The task
Reproduce the lines verbatim, starting at the beginning of the lines and ending at the line that contains "131), (442, 128)]]", inclusive. Leave the pictures out of your answer.

Stored data entries
□ □ □

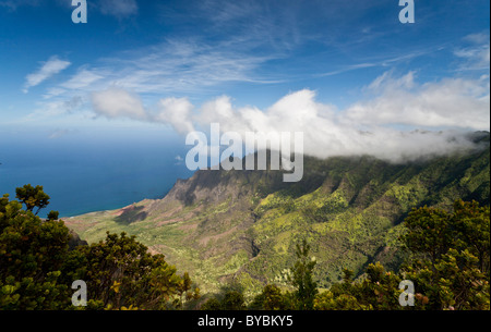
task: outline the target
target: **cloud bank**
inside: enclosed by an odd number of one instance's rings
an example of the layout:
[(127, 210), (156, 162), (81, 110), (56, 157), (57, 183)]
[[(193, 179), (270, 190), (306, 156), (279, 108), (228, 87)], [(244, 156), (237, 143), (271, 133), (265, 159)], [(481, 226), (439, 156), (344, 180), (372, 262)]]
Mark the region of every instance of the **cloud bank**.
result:
[[(238, 108), (221, 96), (195, 108), (187, 98), (160, 99), (144, 108), (135, 95), (109, 89), (93, 96), (94, 111), (171, 125), (185, 135), (219, 123), (223, 132), (303, 132), (304, 152), (319, 158), (371, 155), (395, 162), (467, 148), (465, 133), (489, 131), (489, 77), (445, 78), (419, 85), (415, 73), (386, 72), (366, 88), (367, 97), (344, 110), (316, 101), (310, 89), (271, 107)], [(444, 128), (442, 131), (442, 128)]]

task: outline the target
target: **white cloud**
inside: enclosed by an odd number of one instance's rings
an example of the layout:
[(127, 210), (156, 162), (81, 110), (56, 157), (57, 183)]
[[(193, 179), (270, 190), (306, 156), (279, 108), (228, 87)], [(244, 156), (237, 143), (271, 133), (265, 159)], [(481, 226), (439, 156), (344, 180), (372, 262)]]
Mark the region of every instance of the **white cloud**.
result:
[(101, 0), (99, 10), (105, 15), (124, 19), (137, 14), (139, 5), (135, 0)]
[(135, 94), (121, 88), (109, 88), (92, 94), (92, 104), (98, 115), (108, 119), (129, 118), (133, 120), (147, 120), (142, 100)]
[(84, 69), (60, 86), (65, 89), (82, 89), (91, 86), (93, 83), (101, 78), (104, 78), (104, 76), (95, 73), (94, 71)]
[(156, 111), (149, 111), (135, 96), (121, 91), (104, 94), (104, 107), (97, 98), (93, 102), (96, 112), (109, 118), (167, 123), (182, 134), (213, 122), (220, 124), (221, 132), (238, 132), (242, 137), (246, 132), (303, 132), (307, 155), (371, 155), (398, 162), (468, 147), (464, 133), (489, 131), (487, 86), (489, 78), (447, 78), (418, 85), (414, 73), (400, 77), (386, 73), (367, 87), (373, 94), (371, 99), (343, 111), (318, 102), (309, 89), (291, 93), (265, 110), (236, 108), (228, 96), (205, 102), (195, 111), (185, 98), (161, 99)]
[(35, 73), (26, 76), (26, 83), (24, 85), (24, 93), (27, 93), (29, 88), (41, 84), (44, 81), (50, 78), (51, 76), (60, 73), (70, 66), (69, 61), (60, 60), (58, 57), (53, 56), (48, 61), (44, 62), (43, 65)]
[(185, 98), (160, 99), (157, 106), (157, 113), (153, 115), (154, 121), (169, 123), (181, 134), (194, 131), (190, 121), (193, 104)]
[(385, 73), (370, 89), (378, 95), (346, 110), (346, 118), (351, 122), (489, 130), (490, 97), (486, 77), (446, 78), (417, 86), (412, 73), (399, 78)]

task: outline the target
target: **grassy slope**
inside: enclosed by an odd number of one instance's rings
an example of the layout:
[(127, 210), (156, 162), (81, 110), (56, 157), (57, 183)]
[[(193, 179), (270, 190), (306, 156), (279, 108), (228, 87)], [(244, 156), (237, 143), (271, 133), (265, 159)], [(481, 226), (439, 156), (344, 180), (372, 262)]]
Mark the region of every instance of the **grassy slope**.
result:
[(127, 232), (204, 293), (239, 280), (254, 293), (287, 284), (297, 241), (308, 238), (322, 287), (344, 268), (360, 273), (374, 260), (396, 269), (400, 222), (414, 207), (450, 208), (457, 198), (489, 204), (489, 148), (479, 153), (390, 164), (369, 157), (307, 158), (302, 182), (279, 172), (201, 171), (161, 200), (65, 220), (83, 239)]

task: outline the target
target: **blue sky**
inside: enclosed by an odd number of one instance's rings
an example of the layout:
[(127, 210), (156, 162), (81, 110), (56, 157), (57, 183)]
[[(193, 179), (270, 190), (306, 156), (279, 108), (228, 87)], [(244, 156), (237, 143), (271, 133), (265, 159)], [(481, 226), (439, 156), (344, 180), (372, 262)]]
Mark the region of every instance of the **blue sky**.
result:
[(308, 143), (356, 152), (489, 130), (489, 1), (415, 0), (414, 24), (397, 0), (87, 3), (74, 24), (70, 0), (0, 0), (0, 133), (297, 130), (303, 112), (328, 134)]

□ □ □

Answer to the task
task: outline the target
target: **cloud bank**
inside: enclosed by an odd number of one instance's rings
an example of the layout:
[(127, 210), (156, 162), (81, 110), (56, 157), (57, 183)]
[[(193, 179), (270, 190), (306, 156), (279, 108), (228, 87)], [(244, 156), (237, 143), (271, 133), (265, 159)], [(481, 226), (439, 156), (344, 180), (372, 262)]]
Mark the region of every instance of the **cloud bank**.
result:
[[(238, 108), (221, 96), (195, 108), (187, 98), (160, 99), (144, 108), (135, 95), (109, 89), (93, 96), (94, 111), (171, 125), (185, 135), (219, 123), (223, 132), (303, 132), (304, 152), (319, 158), (371, 155), (395, 162), (467, 148), (465, 133), (489, 131), (489, 77), (445, 78), (419, 85), (415, 73), (386, 72), (366, 88), (367, 97), (344, 110), (316, 101), (310, 89), (271, 107)], [(444, 128), (442, 131), (442, 128)]]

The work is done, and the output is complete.